---------- INFORMATION PROVIDED
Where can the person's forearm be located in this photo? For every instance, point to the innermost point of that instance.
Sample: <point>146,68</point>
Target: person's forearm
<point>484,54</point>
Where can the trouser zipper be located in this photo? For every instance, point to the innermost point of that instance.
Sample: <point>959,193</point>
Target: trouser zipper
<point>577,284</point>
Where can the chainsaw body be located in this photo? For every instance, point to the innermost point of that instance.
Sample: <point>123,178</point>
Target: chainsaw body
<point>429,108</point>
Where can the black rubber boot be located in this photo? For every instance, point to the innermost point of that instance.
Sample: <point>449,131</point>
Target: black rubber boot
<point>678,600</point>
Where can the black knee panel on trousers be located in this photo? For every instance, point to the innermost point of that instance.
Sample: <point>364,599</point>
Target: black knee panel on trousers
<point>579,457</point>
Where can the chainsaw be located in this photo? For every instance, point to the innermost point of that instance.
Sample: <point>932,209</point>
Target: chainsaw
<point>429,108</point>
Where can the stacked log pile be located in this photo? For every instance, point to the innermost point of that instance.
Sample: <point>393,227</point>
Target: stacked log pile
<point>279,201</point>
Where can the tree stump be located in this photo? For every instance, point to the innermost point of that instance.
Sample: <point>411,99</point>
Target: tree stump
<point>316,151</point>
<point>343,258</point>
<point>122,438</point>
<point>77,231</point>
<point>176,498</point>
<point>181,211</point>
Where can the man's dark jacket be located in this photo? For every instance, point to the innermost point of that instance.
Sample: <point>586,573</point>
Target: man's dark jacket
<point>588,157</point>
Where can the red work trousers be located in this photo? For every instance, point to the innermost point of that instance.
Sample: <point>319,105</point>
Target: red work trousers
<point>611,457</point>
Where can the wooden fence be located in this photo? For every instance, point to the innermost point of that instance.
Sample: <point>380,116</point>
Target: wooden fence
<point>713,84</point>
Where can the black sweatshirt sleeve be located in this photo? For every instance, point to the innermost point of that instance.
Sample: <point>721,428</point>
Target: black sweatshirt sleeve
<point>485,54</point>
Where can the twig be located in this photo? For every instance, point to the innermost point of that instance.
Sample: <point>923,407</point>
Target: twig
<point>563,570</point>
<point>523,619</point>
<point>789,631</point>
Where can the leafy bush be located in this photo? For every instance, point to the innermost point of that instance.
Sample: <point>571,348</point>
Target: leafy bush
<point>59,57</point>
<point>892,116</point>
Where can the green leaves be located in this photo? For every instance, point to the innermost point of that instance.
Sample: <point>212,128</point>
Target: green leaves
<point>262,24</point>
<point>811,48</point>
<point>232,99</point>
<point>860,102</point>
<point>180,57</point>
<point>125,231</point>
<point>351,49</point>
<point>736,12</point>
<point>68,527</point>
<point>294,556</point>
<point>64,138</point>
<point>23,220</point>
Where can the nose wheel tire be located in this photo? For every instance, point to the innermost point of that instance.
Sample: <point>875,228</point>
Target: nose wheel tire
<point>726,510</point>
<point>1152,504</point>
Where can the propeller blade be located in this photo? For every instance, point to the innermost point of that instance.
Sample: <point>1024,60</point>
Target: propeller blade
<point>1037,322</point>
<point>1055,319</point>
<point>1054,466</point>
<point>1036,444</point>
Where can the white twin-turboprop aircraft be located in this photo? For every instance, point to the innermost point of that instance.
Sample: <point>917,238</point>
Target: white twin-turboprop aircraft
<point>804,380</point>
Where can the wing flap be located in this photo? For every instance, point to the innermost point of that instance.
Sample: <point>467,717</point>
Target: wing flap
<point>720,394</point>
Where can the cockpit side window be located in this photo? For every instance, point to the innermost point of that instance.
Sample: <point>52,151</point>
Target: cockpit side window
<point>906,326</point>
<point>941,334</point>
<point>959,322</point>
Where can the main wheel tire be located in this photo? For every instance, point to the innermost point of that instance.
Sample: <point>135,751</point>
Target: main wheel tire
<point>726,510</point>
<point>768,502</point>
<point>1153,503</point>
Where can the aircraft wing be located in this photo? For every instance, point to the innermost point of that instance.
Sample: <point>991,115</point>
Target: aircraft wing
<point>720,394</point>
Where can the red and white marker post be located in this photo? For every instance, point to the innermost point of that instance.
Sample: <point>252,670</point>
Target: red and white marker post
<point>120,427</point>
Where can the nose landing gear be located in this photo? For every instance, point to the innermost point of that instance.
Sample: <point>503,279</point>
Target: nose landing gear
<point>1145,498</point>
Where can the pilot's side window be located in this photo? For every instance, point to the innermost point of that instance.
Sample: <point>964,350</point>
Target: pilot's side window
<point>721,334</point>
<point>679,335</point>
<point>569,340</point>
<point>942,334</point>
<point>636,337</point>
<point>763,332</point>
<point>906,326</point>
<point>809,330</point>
--------------------
TASK: Please rewrite everything in the data from the line containing "Where can the red and" down to the line containing "<point>120,427</point>", both included, as a Markdown table with the columns Row and Text, numbering each line and leaving out blank lines.

THE SOLUTION:
| Row | Text |
|---|---|
| 1 | Where can the red and white marker post be located in this photo? For every instance, point to the innermost point of that instance. |
| 2 | Sample: <point>252,670</point> |
| 3 | Target: red and white marker post |
| 4 | <point>120,427</point> |